__PROBLEM TO WORK ON__
The listing beneath should be written out in full, exactly as shown.

[PROVIDED DATA start]

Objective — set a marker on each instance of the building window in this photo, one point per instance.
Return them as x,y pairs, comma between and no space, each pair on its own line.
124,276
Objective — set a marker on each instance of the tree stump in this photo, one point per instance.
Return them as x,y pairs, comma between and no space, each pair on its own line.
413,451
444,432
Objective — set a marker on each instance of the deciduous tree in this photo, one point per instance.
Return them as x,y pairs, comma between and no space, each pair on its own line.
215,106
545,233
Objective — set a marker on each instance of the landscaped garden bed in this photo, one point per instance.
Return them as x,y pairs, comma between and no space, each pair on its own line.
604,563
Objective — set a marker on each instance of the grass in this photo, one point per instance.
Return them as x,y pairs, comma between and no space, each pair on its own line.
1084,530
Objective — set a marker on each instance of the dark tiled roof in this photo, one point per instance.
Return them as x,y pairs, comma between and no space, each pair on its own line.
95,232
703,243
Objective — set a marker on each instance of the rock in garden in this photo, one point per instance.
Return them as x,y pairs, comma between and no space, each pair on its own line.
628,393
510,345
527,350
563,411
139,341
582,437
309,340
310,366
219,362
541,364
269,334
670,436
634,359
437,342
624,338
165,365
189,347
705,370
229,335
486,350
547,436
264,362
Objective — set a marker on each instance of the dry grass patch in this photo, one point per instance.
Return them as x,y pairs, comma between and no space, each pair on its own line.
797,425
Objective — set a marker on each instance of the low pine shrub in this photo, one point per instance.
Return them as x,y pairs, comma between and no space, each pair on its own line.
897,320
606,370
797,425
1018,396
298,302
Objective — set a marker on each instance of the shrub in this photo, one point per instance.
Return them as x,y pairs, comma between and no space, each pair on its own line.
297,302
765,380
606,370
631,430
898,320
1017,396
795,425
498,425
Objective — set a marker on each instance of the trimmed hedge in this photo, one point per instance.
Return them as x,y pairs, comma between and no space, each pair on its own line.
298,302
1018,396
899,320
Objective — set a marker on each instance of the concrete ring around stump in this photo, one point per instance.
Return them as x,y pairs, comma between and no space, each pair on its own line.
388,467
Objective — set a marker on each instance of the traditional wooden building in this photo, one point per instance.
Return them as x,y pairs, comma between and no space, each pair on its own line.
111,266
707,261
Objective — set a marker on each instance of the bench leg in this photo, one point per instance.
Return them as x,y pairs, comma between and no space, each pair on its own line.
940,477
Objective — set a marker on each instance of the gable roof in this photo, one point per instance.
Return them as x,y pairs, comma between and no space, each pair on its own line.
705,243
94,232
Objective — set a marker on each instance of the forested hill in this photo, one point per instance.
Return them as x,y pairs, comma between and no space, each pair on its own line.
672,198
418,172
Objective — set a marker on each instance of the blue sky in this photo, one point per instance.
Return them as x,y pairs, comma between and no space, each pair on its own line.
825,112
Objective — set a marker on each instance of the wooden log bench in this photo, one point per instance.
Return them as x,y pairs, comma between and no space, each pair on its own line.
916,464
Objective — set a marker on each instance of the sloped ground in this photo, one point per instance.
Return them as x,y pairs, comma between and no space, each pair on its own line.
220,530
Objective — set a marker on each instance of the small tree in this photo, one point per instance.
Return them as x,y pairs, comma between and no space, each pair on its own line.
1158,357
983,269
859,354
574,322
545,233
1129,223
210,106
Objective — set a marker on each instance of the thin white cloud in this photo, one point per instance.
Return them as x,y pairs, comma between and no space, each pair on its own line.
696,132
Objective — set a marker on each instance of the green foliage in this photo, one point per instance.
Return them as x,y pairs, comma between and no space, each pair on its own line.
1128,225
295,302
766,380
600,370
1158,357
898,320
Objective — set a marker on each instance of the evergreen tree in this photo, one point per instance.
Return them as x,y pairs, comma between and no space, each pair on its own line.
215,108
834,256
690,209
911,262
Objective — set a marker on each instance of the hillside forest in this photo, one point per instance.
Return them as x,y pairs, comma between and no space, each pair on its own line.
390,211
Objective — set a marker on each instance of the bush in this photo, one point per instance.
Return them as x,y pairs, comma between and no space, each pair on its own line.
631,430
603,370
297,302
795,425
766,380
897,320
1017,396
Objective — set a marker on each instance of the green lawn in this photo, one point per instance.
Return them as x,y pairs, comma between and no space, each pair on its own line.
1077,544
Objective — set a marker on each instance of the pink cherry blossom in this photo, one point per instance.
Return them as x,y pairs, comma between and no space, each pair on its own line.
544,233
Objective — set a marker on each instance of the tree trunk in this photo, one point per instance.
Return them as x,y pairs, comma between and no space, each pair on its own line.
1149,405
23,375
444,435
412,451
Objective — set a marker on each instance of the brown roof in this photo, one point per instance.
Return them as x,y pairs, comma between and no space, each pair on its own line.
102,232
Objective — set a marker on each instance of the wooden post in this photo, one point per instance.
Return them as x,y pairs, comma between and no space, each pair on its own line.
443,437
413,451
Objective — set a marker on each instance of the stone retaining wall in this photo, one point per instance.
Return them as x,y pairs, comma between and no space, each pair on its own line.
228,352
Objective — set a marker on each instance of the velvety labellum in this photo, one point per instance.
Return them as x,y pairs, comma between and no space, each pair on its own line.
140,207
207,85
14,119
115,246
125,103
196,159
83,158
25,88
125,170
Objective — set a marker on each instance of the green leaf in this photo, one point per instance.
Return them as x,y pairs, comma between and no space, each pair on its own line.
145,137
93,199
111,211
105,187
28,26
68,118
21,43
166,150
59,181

[PROVIDED DATA end]

__SOLUTION TO THIS PROBLEM__
Objective — set a marker on each instance of the building window in this photo, one point per instance.
Return them as x,y pairs, comma between and no space, each pair on its own line.
124,276
Objective — set a marker on each instance of the tree stump in this photo, one point per instance.
Return them as x,y pairs, comma between and no space, each pair on its own line.
413,451
444,432
Objective — set a marker on each instance of the deciduous tree in this photo, one point per instance.
Return them as x,y pairs, comma between and no space, each pair on its own line.
215,106
545,233
Objective — set a marker on each instance of the landscaped garden bed in this photo, one point per instance.
Return them as x,y pairs, comma between and no space, each pair on its own line.
604,563
Objective — set a marker on each instance of the grass in this photo, one point per instance.
Return them as x,y pairs, comma between and no space, each pair on its own line.
1084,530
Objective — set a marker on each instance of the dark tiled roof in this photo, one point per instance.
Return them as x,y pairs, comma between and no space, each pair on its own line.
95,232
703,243
Objective — set a marker on each instance of the rock in garden in this photo, one point per instance.
Return them as x,y pairs, comma between and no space, each pair on its own line.
628,393
510,345
527,350
563,411
139,341
582,437
309,340
310,366
219,362
541,364
269,334
670,436
634,359
437,342
624,338
165,365
189,347
705,370
229,335
486,350
547,436
264,362
Objective — set a marker on each instance of the dry grass patch in this photo, one point per instance.
Return them as x,y pairs, comma between and no space, each pair on its own line.
797,425
Objective — set a marker on each instance of the low pine shrub in this photo, one point per instance.
Return them as x,y pairs, comma between and no space, each pair on its own line.
897,320
606,370
797,425
1018,396
298,302
Objective — set a marker on each instance of the shrub in this photo, one point per instance.
Return them as x,y pairs, comma between and no space, each pair on its own line.
297,302
765,380
606,370
631,430
898,320
1017,396
795,425
498,425
Objective — set a marker on each instance of the trimmed hedge in this photo, one point per instance.
Return them as x,y pairs, comma between and no space, each pair on its own line.
298,302
1018,396
899,320
Objective — set a marker on each instance of the concrete ring around stump in this photo, one point per instance.
Return them as x,y pairs, comma between and no space, each pair on its own line.
388,467
Objective — set a marker on each instance of the traditional wooden building in this photo, one point per instance.
Return them as x,y pairs, comma between and no space, each pair on its own line.
111,266
707,261
Objective — set a marker on each instance of the bench leg in this photo, one point per instance.
Return them as x,y pairs, comma between and no space, each pair on its own line.
940,477
Objective — set a marker on each instance of the gable roof in this photo, one point per instance.
Return them as x,y pairs, comma between and no space, each pair on its own line.
705,243
94,232
Objective — set a marker on each instance of the forested hill in this photo, one point per instance.
Return them as x,y pairs, comma between and no space, each pair on its own line.
672,198
418,172
Objective — set a marker on each instance of the blue sky in this photo, one point per instance.
Return them as x,y pairs, comma between and no space, each pair on its own line.
825,112
Objective — set a marker on each instance of the wooden log bench in this photo, one point per instance.
Return them as x,y pairs, comma between and no space, each pair on its own line.
916,464
Objective — set a marker on each instance of the sloped ground in this photo, one point per instance.
Return them as x,y pairs, comma between and no space, each pair on its own line.
220,530
Objective — set a marker on each instance of the small tree in this photo, one point per instance.
Return them as x,y pairs, comma between and no space, each pair on its own line.
1158,357
983,269
859,354
574,322
545,233
1129,223
210,106
Objective — set a marker on each instance of the thin white cloud in this photo, one point per instance.
Return them as x,y pairs, comma between and no space, each pair on its own line.
696,132
Objective — set a marker on each instance of the green foliage in this photo, one point per instance.
Return them as x,y pairs, comma between and no space, each pair on its own line.
1128,225
295,302
766,380
600,370
1158,357
898,320
Objective — set a marker on each instance of the evergreen tree in this photo, one point per instance.
Return them as x,y pairs, comma between and no space, each pair on its own line.
215,108
834,256
690,209
911,262
Objective — set a marker on each instance of the hillside forest in this photo, one point per instance.
Return them as x,y pairs, comma between and no space, each pair on its own line.
390,211
Objective — set a marker on each instance of the bush in this photo, one point per instance.
Return them as x,y pairs, comma between and no space, each pair on its own line.
631,430
603,370
297,302
795,425
766,380
897,320
1017,396
Objective — set a marker on each instance of the green lawn in this photo, one point per instance.
Return them as x,y pairs, comma between and no space, each pair on its own line.
1077,544
Objective — set a marker on each instance of the pink cherry blossom in this photo, one point per instance.
Return them as x,y pairs, comma between and no space, each pair on its own line.
544,233
Objective — set a marker on each instance of the tree trunk in this photo, one point per instance.
Return them as x,y pairs, comma between and no space, each pair on its own line.
1149,405
23,375
444,435
412,451
Objective — set a marker on each instance of the brown roof in this photo, one point per instance.
Return them as x,y pairs, comma between and no space, each pair on its own line.
102,232
Objective — set a marker on each instance of the wooden post in this photo, one point per instance.
Return them as x,y pairs, comma between and no space, each pair on its own line.
443,437
413,451
Objective — set a marker on each instance of the stone retaining wall in this photo, one point per instance.
Return them as x,y pairs, comma between and no space, each pair on its own line.
228,352
Objective — set a marker on each instance of the velvety labellum in this photo, one point per instance.
Return them as x,y pairs, comma between and no space, each pair on its own line.
140,207
207,85
14,119
115,246
125,103
196,159
83,158
25,88
125,170
Objective — set a marker on each instance of the green leaf in this photo, one point per instance.
Return them as x,y pairs, comma between and no space, each pair on its own line.
145,137
93,199
111,211
105,187
28,26
68,118
21,43
166,150
59,181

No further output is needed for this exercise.